TASK OBJECTIVE
Answer these questions from the passage on weather prediction:
1. Two centuries ago, what did most people believe caused weather?
2. What approach should be used when the cause behind an effect cannot be identified with absolute certainty?
3. What sample statement might meteorologists issue after running their numerical models?

One of the first decisions most people make each day is what to wear, often influenced by the weather. Two centuries ago, most people believed weather was caused by their deities’ actions, sometimes as punishment for bad behavior. Now, we understand that atmospheric conditions result from interactions between air temperature, pressure, moisture, and other variables. The better we can be at making careful observations, identifying these relationships, and implementing design algorithms to solve complex numerical model calculations, the more accurate meteorologists will be in predicting that certain combinations of atmospheric variables will result in certain probable weather conditions.
In many cases, it may be impossible to identify with absolute certainty the cause behind an effect, so a probabilistic approach should instead be used. This is what often happens in predicting weather. Meteorologists examine all known factors, crunch them in their numerical models, and issue a statement in the form of a statement like: “There is an 80 percent chance of heavy snowfall.”

Dataset entries
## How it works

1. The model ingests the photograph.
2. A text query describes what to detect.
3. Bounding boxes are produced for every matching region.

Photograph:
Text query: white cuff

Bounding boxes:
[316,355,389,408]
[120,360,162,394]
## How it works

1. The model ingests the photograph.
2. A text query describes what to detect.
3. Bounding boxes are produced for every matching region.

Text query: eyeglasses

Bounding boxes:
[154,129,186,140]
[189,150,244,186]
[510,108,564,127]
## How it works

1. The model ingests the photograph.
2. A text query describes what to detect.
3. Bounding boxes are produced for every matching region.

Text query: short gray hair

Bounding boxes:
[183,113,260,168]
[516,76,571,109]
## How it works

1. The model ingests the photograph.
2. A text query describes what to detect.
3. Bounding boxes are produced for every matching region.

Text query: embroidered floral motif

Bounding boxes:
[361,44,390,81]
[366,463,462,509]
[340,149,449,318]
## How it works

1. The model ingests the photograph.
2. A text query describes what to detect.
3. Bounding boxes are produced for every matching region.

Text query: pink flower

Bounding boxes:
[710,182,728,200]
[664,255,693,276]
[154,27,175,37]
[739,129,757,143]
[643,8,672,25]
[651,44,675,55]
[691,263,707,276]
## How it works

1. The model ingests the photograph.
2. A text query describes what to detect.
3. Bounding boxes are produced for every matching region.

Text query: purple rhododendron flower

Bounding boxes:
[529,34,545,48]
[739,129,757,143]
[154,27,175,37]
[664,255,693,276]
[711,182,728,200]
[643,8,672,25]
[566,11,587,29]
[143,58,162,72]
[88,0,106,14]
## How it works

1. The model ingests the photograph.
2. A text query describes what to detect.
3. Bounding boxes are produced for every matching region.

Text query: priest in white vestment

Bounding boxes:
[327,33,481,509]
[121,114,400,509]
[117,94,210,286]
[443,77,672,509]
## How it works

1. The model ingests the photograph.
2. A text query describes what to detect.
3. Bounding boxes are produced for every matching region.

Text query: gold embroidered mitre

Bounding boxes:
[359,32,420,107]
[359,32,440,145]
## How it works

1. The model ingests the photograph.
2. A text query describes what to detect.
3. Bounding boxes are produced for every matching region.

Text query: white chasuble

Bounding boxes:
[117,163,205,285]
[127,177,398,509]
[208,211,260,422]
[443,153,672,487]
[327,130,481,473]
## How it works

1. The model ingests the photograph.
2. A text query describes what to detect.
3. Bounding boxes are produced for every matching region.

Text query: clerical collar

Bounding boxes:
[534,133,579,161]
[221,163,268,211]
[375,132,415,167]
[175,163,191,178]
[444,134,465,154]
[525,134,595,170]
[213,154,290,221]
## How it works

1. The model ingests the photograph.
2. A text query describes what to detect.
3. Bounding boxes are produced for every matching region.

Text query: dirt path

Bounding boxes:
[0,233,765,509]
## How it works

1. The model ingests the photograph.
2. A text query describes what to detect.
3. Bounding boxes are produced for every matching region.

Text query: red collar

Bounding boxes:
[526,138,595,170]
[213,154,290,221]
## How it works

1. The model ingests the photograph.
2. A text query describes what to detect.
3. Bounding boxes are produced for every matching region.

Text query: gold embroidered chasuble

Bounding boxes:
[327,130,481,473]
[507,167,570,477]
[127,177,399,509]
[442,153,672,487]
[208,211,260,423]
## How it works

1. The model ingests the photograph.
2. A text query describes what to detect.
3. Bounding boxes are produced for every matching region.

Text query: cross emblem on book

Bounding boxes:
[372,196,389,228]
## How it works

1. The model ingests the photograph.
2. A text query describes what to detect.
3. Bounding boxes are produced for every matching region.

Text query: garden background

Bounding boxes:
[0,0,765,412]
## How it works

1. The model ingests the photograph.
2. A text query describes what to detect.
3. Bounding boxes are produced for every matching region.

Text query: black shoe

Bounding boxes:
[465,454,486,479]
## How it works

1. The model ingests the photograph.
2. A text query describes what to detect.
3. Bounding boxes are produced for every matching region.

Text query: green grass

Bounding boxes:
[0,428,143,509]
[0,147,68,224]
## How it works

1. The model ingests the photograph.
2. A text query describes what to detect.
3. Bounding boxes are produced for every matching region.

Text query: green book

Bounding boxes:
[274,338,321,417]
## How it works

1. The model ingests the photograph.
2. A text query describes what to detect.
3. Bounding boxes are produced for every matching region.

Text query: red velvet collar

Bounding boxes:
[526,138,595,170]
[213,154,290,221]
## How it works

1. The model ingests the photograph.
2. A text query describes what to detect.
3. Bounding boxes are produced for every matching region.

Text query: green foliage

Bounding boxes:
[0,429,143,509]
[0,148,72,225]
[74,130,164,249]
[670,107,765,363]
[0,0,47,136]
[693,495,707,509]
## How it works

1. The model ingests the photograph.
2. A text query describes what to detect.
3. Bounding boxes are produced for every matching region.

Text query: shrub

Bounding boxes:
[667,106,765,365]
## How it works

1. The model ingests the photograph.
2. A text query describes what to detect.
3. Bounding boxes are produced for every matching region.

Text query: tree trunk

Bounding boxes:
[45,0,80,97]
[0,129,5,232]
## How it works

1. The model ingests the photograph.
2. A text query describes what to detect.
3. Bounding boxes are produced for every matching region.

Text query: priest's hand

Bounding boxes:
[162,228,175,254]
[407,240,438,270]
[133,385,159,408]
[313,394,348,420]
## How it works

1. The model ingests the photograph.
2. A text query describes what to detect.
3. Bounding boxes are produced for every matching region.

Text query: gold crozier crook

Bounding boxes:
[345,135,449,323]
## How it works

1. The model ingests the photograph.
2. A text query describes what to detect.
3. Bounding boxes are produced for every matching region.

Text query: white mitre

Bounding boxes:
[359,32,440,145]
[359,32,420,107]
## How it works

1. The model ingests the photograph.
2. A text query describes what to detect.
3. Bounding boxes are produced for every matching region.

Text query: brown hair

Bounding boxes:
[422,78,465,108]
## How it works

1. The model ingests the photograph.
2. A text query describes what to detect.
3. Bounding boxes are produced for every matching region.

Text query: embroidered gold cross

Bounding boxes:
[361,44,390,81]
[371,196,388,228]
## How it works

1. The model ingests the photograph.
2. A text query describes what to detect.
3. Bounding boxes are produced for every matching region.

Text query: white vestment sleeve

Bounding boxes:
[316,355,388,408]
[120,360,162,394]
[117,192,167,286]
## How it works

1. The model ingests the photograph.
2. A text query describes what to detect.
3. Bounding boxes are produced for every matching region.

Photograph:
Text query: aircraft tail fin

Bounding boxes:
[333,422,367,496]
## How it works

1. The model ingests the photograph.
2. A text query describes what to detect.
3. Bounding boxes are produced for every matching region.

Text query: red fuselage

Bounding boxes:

TASK RESULT
1. Their deities' actions, sometimes as punishment for bad behavior.
2. A probabilistic approach.
3. "There is an 80 percent chance of heavy snowfall."